→ The task:
From the records below, pull out each line that contains the word "rocky" and copy those lines in full.

→ Dataset rows:
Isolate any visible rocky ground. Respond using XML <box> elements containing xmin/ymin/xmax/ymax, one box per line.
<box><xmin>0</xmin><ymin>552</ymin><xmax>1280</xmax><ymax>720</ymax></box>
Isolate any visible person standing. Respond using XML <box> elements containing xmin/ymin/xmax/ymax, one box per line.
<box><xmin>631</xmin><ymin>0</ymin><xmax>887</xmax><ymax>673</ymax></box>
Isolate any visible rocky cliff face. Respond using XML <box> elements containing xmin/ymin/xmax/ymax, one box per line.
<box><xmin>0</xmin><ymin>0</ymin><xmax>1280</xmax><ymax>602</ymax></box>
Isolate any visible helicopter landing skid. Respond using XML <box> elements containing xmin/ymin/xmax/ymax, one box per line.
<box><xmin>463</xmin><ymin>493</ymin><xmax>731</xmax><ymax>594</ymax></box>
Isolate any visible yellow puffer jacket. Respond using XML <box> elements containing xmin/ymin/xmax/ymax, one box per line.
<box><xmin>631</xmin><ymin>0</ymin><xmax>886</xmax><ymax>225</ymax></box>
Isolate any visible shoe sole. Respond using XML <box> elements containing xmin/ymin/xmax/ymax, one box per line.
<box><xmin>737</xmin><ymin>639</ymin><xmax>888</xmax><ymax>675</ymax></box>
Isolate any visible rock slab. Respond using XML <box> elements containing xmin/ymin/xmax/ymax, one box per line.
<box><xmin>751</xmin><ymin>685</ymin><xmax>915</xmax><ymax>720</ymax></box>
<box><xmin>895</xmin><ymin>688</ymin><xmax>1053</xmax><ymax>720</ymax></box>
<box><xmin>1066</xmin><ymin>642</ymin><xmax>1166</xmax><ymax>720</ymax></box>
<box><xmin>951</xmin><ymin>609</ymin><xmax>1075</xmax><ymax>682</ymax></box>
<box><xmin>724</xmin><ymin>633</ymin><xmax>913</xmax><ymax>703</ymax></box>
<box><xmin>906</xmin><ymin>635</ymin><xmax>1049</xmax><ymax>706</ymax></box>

→ Reply to the task:
Isolate any visible rocky ground. Respond using XML <box> elements containing xmin/ymin/xmax/ymax, one box per line.
Isolate any visible rocky cliff face. Respond using XML <box> elements containing xmin/ymin/xmax/ymax, one box per line.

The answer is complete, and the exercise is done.